Coordinate labeling data.
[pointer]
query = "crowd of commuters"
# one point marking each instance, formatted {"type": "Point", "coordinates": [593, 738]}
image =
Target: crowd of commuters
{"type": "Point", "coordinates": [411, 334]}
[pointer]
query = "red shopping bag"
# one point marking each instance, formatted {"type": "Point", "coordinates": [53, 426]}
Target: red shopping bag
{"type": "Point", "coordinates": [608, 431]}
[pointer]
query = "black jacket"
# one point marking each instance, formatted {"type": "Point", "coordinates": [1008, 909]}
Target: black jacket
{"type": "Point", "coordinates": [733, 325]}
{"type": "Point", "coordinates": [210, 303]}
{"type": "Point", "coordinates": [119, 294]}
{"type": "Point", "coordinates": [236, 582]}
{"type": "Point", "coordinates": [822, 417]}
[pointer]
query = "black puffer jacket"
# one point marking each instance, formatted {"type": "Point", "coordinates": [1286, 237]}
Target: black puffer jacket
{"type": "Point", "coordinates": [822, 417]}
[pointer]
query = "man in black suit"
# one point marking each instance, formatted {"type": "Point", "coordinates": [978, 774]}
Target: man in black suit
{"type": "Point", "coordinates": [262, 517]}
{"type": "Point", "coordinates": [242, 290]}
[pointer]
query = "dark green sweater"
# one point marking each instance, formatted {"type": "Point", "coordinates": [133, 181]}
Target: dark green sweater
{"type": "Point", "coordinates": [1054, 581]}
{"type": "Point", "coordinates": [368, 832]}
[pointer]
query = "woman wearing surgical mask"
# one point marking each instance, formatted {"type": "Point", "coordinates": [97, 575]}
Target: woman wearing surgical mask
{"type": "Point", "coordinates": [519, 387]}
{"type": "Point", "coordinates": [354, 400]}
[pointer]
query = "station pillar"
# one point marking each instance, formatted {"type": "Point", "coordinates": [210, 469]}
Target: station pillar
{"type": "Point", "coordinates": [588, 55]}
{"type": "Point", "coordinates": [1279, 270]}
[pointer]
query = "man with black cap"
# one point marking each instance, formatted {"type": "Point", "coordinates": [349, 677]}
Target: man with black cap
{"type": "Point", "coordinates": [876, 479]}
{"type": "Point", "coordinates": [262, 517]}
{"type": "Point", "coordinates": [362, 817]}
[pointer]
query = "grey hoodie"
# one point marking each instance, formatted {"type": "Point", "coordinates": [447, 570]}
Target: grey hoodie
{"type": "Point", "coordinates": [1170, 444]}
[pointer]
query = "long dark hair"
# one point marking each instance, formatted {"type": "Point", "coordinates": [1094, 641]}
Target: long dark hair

Problem requirements. Reproduce the complete data exactly as presented above.

Result below.
[pointer]
query = "crowd of commuters"
# one point marking each instance, formatted {"type": "Point", "coordinates": [593, 738]}
image =
Target: crowd of commuters
{"type": "Point", "coordinates": [411, 334]}
[pointer]
query = "red shopping bag"
# one point marking each instance, formatted {"type": "Point", "coordinates": [53, 426]}
Target: red shopping bag
{"type": "Point", "coordinates": [608, 431]}
[pointer]
query = "black jacket"
# one point marking each instance, formatted {"type": "Point", "coordinates": [1008, 909]}
Target: black jacket
{"type": "Point", "coordinates": [733, 325]}
{"type": "Point", "coordinates": [210, 303]}
{"type": "Point", "coordinates": [119, 294]}
{"type": "Point", "coordinates": [236, 582]}
{"type": "Point", "coordinates": [822, 417]}
[pointer]
query = "black puffer jacket"
# one point marking each instance, formatted {"type": "Point", "coordinates": [1286, 237]}
Target: black puffer jacket
{"type": "Point", "coordinates": [822, 417]}
[pointer]
query = "man in black suit"
# one point marking each instance, formatted {"type": "Point", "coordinates": [978, 774]}
Target: man in black suit
{"type": "Point", "coordinates": [262, 517]}
{"type": "Point", "coordinates": [242, 290]}
[pointer]
query = "dark green sweater"
# one point marking each instance, formatted {"type": "Point", "coordinates": [133, 181]}
Target: dark green sweater
{"type": "Point", "coordinates": [1054, 581]}
{"type": "Point", "coordinates": [368, 832]}
[pointer]
query = "woman wearing surgical mask"
# one point marking each instance, formatted {"type": "Point", "coordinates": [97, 575]}
Target: woman wearing surgical mask
{"type": "Point", "coordinates": [519, 387]}
{"type": "Point", "coordinates": [354, 400]}
[pointer]
query = "station pillar"
# one point marking each instance, formatted {"type": "Point", "coordinates": [210, 469]}
Target: station pillar
{"type": "Point", "coordinates": [588, 55]}
{"type": "Point", "coordinates": [1279, 270]}
[pointer]
query = "man with black cap"
# one point marking each instance, formatted {"type": "Point", "coordinates": [349, 677]}
Target: man with black cap
{"type": "Point", "coordinates": [876, 479]}
{"type": "Point", "coordinates": [262, 517]}
{"type": "Point", "coordinates": [362, 817]}
[pointer]
query = "grey hoodie"
# one point marking each instance, formatted {"type": "Point", "coordinates": [447, 570]}
Target: grey hoodie
{"type": "Point", "coordinates": [1170, 444]}
[pointer]
query = "long dark hair"
# one point marking each instance, formatted {"type": "Point", "coordinates": [1094, 641]}
Target: long dark hair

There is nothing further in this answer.